## EXTRACTED TEXT
──────────

Do a sea trial with your motor
Give engine a good hard run (80% revs) for at least 10 minutes pushing into wind and sea/current, look at engine during this time
· Be aware of unusual noises, vibrations or smells
· Check for leaks – fuel, cooling or oil
· Check steering operation
· Check oil pressure gauge, temperature gauge, voltmeter for charging
· Make visual checks of engine for leaks, loose ancillary equipment
· Check stern gland for excessive leaking or overheating
· Keep an eye on fuel consumption – know the hourly consumption under load
· Check other equipment

Engine Mounts/drive system
· Check for worn or broken mounts
· Check engine alignment is good
· Check stern bearing and shaft not worn (slipway or dive)
· Check flexible coupling is in good condition
· If there are any doubts about the mounts have them changed
· Check propeller is tight and foul free (Prop speed is the go)

Exhaust
· Check engine exhaust dropper for blockage and excessive corrosion (a common problem)
· Check all hoses and clamps are in top condition
· Make sure your exhaust system is correctly designed and installed to prevent water backflow from wave action or syphon effect. Many systems are not up to passage making standards
· Have you a syphon break installed in system?

──────────

## WRITTEN EXERCISE 1
In the engine checklist, for how long should the engine get a good hard run during the sea trial?
## WRITTEN EXERCISE 2
Please duplicate the engine checklist word for word from "Engine Mounts/drive system" up to and including "speed is the go)".
The material after this is separate from the engine checklist.

## DATASET EXCERPT

──────────

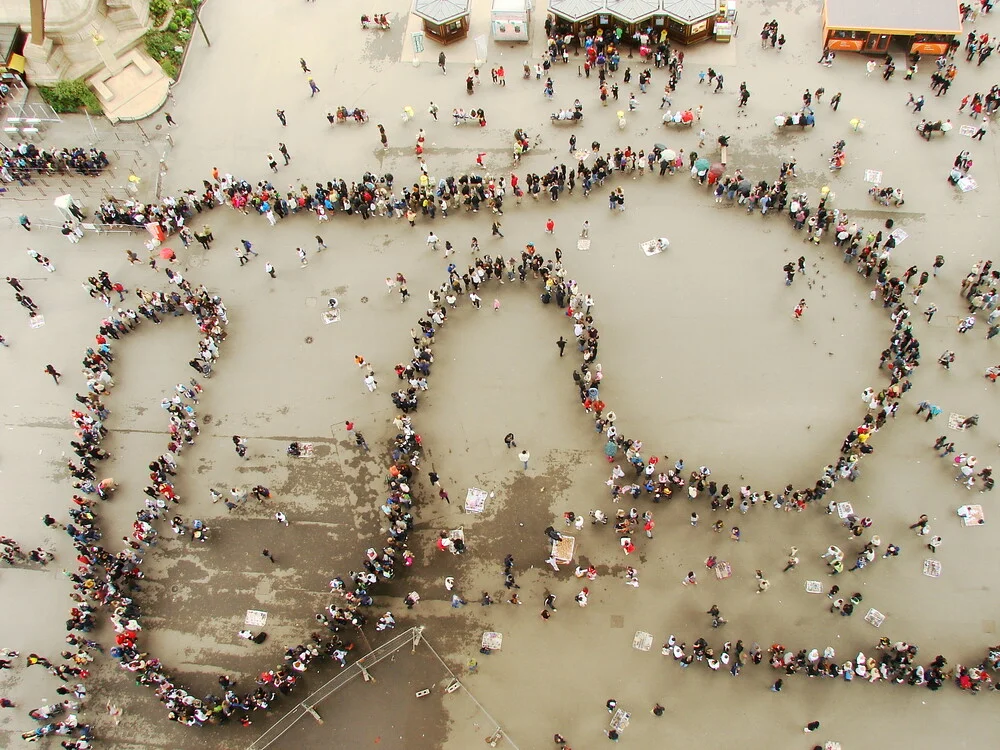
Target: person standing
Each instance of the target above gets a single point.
(241, 446)
(978, 135)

──────────

## RIGHT ANSWER 1
At least 10 minutes.

## RIGHT ANSWER 2
Engine Mounts/drive system
· Check for worn or broken mounts
· Check engine alignment is good
· Check stern bearing and shaft not worn (slipway or dive)
· Check flexible coupling is in good condition
· If there are any doubts about the mounts have them changed
· Check propeller is tight and foul free (Prop speed is the go)